SHORT TASK: Recast everything in the listing from the line containing "Please point out the reddish" down to its final line as a Markdown table with the columns Row and Text, one numbered row per line, skipping blank lines.

— start PROVIDED DATA —

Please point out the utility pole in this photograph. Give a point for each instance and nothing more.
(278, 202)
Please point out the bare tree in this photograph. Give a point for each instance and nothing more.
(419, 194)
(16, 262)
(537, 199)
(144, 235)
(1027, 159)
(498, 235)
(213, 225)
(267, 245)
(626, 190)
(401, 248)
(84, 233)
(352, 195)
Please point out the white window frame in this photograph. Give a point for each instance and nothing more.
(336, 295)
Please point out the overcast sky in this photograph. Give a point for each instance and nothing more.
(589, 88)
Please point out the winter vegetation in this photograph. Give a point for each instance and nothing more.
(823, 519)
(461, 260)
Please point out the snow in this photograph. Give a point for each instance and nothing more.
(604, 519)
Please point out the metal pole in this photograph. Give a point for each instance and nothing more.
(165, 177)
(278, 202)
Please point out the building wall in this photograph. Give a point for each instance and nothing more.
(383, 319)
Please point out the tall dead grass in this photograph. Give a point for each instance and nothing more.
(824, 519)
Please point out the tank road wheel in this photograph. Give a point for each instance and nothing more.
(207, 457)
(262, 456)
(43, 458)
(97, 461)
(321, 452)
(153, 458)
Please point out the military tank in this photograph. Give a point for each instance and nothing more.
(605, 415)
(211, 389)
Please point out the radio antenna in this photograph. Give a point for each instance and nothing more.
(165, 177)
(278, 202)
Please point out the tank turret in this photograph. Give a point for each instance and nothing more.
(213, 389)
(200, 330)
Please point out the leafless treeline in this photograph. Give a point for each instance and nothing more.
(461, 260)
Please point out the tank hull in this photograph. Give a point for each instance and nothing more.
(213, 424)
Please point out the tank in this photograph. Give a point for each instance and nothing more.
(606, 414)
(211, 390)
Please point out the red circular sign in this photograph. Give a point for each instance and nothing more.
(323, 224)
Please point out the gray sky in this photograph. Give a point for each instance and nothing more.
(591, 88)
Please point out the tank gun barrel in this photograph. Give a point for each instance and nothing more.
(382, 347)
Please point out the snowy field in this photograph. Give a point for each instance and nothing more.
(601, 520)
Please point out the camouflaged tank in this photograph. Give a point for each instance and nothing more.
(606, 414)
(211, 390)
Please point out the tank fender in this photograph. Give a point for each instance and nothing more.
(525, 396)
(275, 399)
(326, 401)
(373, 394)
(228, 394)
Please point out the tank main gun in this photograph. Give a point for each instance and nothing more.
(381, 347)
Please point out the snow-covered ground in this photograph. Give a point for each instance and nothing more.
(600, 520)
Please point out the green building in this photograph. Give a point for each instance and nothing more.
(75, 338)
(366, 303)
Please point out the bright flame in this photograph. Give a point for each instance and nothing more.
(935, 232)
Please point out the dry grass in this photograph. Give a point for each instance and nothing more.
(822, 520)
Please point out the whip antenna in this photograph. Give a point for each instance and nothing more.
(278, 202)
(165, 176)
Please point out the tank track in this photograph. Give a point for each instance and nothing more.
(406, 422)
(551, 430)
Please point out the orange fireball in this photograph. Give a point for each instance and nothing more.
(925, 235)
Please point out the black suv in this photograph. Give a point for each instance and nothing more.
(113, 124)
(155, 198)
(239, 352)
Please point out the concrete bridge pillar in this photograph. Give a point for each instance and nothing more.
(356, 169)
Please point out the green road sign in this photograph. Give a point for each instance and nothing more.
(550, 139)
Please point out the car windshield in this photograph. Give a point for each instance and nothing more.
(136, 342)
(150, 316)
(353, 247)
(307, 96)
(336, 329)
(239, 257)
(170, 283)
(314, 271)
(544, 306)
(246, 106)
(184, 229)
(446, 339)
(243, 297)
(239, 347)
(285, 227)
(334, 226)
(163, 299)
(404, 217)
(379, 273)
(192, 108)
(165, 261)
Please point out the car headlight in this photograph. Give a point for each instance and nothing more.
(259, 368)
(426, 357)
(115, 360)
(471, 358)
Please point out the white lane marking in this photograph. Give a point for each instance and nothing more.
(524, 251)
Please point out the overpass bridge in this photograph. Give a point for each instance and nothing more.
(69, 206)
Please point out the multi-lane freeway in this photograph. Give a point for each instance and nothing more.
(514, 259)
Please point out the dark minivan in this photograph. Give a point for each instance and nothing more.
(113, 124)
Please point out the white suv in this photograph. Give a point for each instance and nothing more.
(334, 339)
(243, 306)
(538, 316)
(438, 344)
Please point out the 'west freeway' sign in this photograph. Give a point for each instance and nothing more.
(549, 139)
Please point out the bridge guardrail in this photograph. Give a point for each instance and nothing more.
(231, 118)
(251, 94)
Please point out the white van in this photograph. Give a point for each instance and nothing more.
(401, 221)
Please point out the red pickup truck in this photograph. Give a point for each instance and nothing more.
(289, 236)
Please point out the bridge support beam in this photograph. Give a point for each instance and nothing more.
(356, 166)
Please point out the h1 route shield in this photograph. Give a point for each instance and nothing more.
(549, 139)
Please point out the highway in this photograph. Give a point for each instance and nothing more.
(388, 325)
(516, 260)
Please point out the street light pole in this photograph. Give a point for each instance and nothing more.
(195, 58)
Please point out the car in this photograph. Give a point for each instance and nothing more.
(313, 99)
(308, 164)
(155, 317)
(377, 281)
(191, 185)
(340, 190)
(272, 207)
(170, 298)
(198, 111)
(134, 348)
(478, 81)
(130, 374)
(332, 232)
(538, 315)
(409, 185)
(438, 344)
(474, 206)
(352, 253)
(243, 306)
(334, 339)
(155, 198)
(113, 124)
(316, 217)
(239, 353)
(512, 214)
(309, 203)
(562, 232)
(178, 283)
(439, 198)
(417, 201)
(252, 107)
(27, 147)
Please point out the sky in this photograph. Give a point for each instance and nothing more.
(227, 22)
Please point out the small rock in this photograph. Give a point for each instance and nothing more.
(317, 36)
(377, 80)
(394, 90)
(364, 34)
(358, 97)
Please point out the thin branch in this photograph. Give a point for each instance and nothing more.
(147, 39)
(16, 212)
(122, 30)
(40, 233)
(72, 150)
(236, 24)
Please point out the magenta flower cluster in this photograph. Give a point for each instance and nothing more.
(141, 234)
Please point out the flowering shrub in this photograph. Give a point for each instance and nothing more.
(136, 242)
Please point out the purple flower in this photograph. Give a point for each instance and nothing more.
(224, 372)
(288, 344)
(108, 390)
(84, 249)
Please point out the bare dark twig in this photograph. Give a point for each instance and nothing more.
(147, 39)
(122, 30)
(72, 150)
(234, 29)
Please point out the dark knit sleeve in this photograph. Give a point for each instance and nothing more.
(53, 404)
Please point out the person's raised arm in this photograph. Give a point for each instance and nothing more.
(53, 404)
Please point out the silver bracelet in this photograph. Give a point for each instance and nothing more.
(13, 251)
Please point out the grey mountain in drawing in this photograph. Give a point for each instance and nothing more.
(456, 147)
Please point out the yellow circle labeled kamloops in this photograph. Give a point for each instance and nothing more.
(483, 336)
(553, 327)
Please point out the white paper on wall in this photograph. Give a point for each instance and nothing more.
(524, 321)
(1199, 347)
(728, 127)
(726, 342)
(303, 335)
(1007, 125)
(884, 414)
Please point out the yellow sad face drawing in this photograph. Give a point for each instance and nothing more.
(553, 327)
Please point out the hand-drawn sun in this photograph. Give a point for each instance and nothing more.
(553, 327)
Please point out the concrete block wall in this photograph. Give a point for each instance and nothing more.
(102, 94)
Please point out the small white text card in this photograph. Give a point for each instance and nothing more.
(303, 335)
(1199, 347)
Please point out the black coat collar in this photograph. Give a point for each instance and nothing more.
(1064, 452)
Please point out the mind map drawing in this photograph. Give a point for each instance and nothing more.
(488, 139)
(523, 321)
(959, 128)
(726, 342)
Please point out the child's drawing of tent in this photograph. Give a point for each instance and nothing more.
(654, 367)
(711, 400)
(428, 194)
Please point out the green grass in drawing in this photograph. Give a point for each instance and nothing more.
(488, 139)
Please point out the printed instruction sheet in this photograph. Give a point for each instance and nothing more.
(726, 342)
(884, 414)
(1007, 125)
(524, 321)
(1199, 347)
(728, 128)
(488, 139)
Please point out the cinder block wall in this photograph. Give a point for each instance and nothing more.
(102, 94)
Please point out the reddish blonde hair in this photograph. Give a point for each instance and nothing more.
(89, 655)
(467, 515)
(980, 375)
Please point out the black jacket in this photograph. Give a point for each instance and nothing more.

— end PROVIDED DATA —

EXERCISE RESPONSE:
| Row | Text |
|---|---|
| 1 | Please point out the reddish blonde hair in this photograph. Give a point for each instance and nothing more. |
| 2 | (89, 655) |
| 3 | (467, 515) |
| 4 | (980, 375) |
| 5 | Please point out the black jacket in this photograph. Give a point for each instance and nothing more. |